++++ MATERIAL SHOWN

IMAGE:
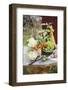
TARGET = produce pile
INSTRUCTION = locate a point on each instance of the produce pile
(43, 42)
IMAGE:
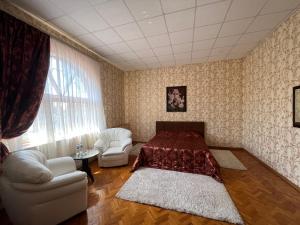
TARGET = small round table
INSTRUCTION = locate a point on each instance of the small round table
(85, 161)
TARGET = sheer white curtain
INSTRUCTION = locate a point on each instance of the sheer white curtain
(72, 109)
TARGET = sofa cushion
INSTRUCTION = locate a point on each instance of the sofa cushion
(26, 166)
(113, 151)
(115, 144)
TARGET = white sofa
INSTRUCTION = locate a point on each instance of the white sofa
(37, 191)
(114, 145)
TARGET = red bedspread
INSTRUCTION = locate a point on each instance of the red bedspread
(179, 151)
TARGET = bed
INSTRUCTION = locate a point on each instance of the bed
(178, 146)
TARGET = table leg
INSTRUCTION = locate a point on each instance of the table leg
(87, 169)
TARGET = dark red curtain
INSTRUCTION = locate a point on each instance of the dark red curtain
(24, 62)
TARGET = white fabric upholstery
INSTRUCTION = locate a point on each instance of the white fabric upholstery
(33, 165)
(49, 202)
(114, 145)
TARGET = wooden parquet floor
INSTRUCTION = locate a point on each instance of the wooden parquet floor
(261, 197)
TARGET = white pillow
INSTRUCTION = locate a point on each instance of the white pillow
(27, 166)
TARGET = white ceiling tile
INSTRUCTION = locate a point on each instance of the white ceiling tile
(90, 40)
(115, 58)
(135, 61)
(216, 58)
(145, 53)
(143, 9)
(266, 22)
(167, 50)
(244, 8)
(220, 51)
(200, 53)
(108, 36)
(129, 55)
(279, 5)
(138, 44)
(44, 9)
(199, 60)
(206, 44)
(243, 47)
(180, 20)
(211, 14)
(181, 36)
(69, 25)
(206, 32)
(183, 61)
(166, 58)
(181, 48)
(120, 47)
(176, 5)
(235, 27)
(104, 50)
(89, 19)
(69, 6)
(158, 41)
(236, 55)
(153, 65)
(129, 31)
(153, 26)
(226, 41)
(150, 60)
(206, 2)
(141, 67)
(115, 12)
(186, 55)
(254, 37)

++++++++

Copy each line in full and exactly, omitting any picture.

IMAGE:
TARGET = produce pile
INSTRUCTION = locate a point on each instance of the produce pile
(43, 42)
IMAGE:
TARGET = small round table
INSTRUCTION = locate a point on each instance of the small round table
(85, 161)
TARGET = sheer white curtain
INSTRUCTION = locate a point on each instance of the sheer white curtain
(72, 109)
TARGET = sofa cushion
INSTRUCTION = locate a point on each instance of the sofa cushion
(26, 166)
(113, 151)
(115, 144)
TARGET = white sofa
INSTRUCTION = locate a point on each instance of the white sofa
(37, 191)
(114, 145)
TARGET = red bedspread
INSTRUCTION = locate a point on each instance of the red bedspread
(179, 151)
TARGET = bed
INSTRUCTION = locate a point on each instance of the bed
(178, 146)
TARGET = table leg
INSTRUCTION = locate a point on each instance of the table leg
(87, 169)
TARGET = dark red curtain
INSTRUCTION = locate a point on each instance of the dark red curtain
(24, 62)
TARGET = white fabric upholstery
INSTRUCTION = locate a point on each instance of the white fabric upholstery
(33, 165)
(49, 202)
(114, 145)
TARGET = wooden parquet floor
INSTRUCTION = locate a point on each instance of the wooden parquet floor
(261, 197)
TARGET = white pillow
INSTRUCTION = locate a point on each instance of the white pillow
(27, 166)
TARGET = white ceiling tile
INSTRUCTION = locate a point on each instance of the white ceiling tile
(90, 40)
(115, 58)
(135, 61)
(216, 58)
(145, 53)
(143, 9)
(266, 22)
(167, 50)
(244, 8)
(220, 51)
(200, 53)
(108, 36)
(129, 55)
(279, 5)
(138, 44)
(44, 9)
(199, 60)
(206, 44)
(243, 47)
(180, 20)
(211, 14)
(181, 36)
(69, 25)
(206, 32)
(183, 61)
(166, 58)
(181, 48)
(120, 47)
(176, 5)
(235, 27)
(104, 50)
(89, 19)
(69, 6)
(158, 41)
(236, 55)
(153, 65)
(129, 31)
(153, 26)
(226, 41)
(150, 60)
(206, 2)
(141, 67)
(115, 12)
(186, 55)
(254, 37)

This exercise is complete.